Data extracted from a collection

----------

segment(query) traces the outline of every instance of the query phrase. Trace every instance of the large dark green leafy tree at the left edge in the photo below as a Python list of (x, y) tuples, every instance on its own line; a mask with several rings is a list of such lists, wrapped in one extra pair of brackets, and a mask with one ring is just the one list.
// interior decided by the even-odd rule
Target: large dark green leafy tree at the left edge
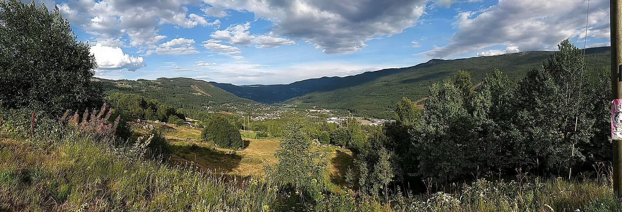
[(95, 58), (78, 42), (58, 7), (0, 1), (0, 101), (9, 108), (49, 113), (94, 107), (103, 101), (91, 82)]

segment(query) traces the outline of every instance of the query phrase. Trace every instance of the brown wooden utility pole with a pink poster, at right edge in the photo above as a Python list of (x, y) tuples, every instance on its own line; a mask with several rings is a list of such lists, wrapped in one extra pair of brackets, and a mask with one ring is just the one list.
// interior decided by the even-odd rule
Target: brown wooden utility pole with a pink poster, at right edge
[[(611, 94), (613, 99), (622, 99), (622, 78), (620, 70), (622, 68), (622, 2), (619, 0), (610, 1), (611, 16)], [(587, 38), (586, 38), (587, 39)], [(612, 101), (613, 104), (613, 101)], [(613, 105), (612, 105), (613, 106)], [(612, 109), (613, 110), (613, 109)], [(613, 115), (613, 113), (612, 113)], [(611, 119), (613, 121), (613, 117)], [(613, 129), (611, 129), (613, 132)], [(613, 193), (618, 198), (622, 194), (622, 140), (613, 140)]]

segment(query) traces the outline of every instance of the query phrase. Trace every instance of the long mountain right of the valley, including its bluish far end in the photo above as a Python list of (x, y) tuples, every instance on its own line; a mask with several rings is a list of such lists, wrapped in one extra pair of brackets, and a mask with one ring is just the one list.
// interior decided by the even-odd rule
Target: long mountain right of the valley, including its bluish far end
[[(587, 48), (585, 52), (591, 71), (609, 67), (610, 47)], [(348, 109), (364, 116), (392, 118), (391, 108), (402, 96), (413, 100), (423, 98), (432, 83), (442, 81), (458, 70), (471, 73), (475, 82), (483, 80), (494, 68), (518, 80), (527, 70), (540, 68), (552, 53), (534, 51), (455, 60), (433, 59), (414, 67), (368, 71), (345, 77), (315, 78), (289, 85), (213, 85), (239, 97), (263, 103), (285, 101), (320, 108)]]

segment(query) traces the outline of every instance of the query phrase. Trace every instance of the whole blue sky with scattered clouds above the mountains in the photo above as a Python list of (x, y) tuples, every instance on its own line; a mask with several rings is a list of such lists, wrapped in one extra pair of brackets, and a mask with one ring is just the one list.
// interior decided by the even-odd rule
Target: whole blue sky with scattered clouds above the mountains
[(608, 0), (590, 0), (588, 19), (588, 0), (40, 1), (57, 5), (91, 45), (95, 76), (112, 80), (287, 84), (557, 50), (564, 39), (610, 44)]

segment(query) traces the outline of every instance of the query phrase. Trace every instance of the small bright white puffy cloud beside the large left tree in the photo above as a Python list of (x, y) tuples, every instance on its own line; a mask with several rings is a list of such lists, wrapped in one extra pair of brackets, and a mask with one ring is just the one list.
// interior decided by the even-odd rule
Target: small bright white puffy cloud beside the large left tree
[(119, 47), (106, 47), (101, 44), (91, 46), (91, 53), (95, 55), (98, 70), (118, 70), (127, 68), (129, 71), (136, 71), (145, 67), (146, 63), (142, 57), (132, 57)]

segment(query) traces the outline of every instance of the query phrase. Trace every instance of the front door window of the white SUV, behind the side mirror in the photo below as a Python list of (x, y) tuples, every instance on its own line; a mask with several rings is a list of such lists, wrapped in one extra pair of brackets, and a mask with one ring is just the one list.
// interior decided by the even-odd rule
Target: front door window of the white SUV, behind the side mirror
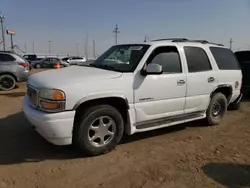
[(148, 60), (162, 66), (164, 73), (181, 73), (181, 61), (176, 47), (159, 47), (153, 51)]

----------

WORK REQUEST ▸ Copy the records exactly. Skip the images.

TASK OUTPUT ▸
segment(query) traces the outline of every instance of the query phrase. Trace every instance of the large dark green leafy tree at the left edge in the photo below as a Python list of (x, y) tuples, every instance on its own line; a mask with several rings is a list of such lists, wrapped in one extra pair of brackets, and a mask with one ring is just the one list.
// interior decided by the even-odd rule
Target: large dark green leafy tree at the left edge
[(95, 58), (78, 42), (58, 7), (0, 1), (0, 101), (9, 108), (49, 113), (94, 107), (103, 101), (91, 82)]

segment(query) traces the outline of every instance of the query phrase. Trace every instance of the brown wooden utility pole with a pink poster, at right edge in the photo above as a Python list of (x, y) tuples, every instance on its own line; a mask with several rings is a list of such lists, wrapped in one extra pair of brackets, and a mask with one ring is just the one list.
// interior decided by the even-odd rule
Target: brown wooden utility pole with a pink poster, at right edge
[[(611, 94), (613, 99), (622, 99), (622, 78), (620, 70), (622, 68), (622, 2), (619, 0), (610, 1), (611, 16)], [(587, 38), (586, 38), (587, 39)], [(612, 101), (613, 104), (613, 101)], [(613, 105), (612, 105), (613, 106)], [(612, 109), (613, 110), (613, 109)], [(613, 115), (613, 113), (612, 113)], [(611, 119), (613, 121), (613, 117)], [(613, 129), (611, 129), (613, 132)], [(613, 193), (618, 198), (622, 194), (622, 140), (613, 140)]]

segment(query) traces the outline of every instance of the query phrase. Trace every instance of the long mountain right of the valley, including its bluish far end in the photo above as a Python list of (x, y) tuples, every instance on its own line; a mask with several rings is a list of such lists, wrapped in one extra pair of brackets, and a mask with one ring is just the one list.
// interior decided by the even-odd rule
Target: long mountain right of the valley, including its bluish far end
[[(587, 48), (585, 52), (591, 71), (609, 67), (610, 47)], [(348, 109), (364, 116), (392, 118), (391, 108), (402, 96), (413, 100), (423, 98), (432, 83), (442, 81), (458, 70), (471, 73), (475, 82), (483, 80), (494, 68), (518, 80), (527, 70), (540, 68), (552, 53), (534, 51), (455, 60), (433, 59), (414, 67), (368, 71), (345, 77), (315, 78), (289, 85), (213, 85), (239, 97), (263, 103), (285, 101), (320, 108)]]

segment(query) traces the outline of every instance of the query phrase. Trace every instance of the whole blue sky with scattered clouds above the mountains in the photo above as a Python list of (x, y) tuples, every instance on its own line; a mask with several rings is a list of such lists, wrapped in one extra pair of brackets, and a mask with one ring is just the one list.
// interior decided by the even-odd rule
Target: whole blue sky with scattered clouds above the mountains
[(608, 0), (590, 0), (588, 19), (588, 0), (40, 1), (57, 5), (91, 45), (95, 76), (112, 80), (287, 84), (557, 50), (564, 39), (610, 44)]

segment(query) traces the outline of every instance of the query phrase. Trace every instance of the small bright white puffy cloud beside the large left tree in the photo above as a Python list of (x, y) tuples, every instance on its own line; a mask with several rings is a list of such lists, wrapped in one extra pair of brackets, and a mask with one ring is just the one list.
// interior decided by the even-odd rule
Target: small bright white puffy cloud beside the large left tree
[(119, 47), (106, 47), (101, 44), (91, 46), (91, 53), (95, 55), (98, 70), (118, 70), (127, 68), (129, 71), (136, 71), (145, 67), (146, 63), (142, 57), (132, 57)]

segment(query) traces the outline of every instance of the query phrase. Trace every instance of the front door window of the white SUV, behind the side mirror in the photo below as a Python list of (x, y) tuples, every instance on its own line; a mask with several rings is a list of such lists, wrapped in one extra pair of brackets, and a mask with one ring is just the one list.
// interior decided by the even-odd rule
Target: front door window of the white SUV, behind the side mirror
[(148, 60), (162, 66), (164, 73), (181, 73), (181, 61), (176, 47), (159, 47), (153, 51)]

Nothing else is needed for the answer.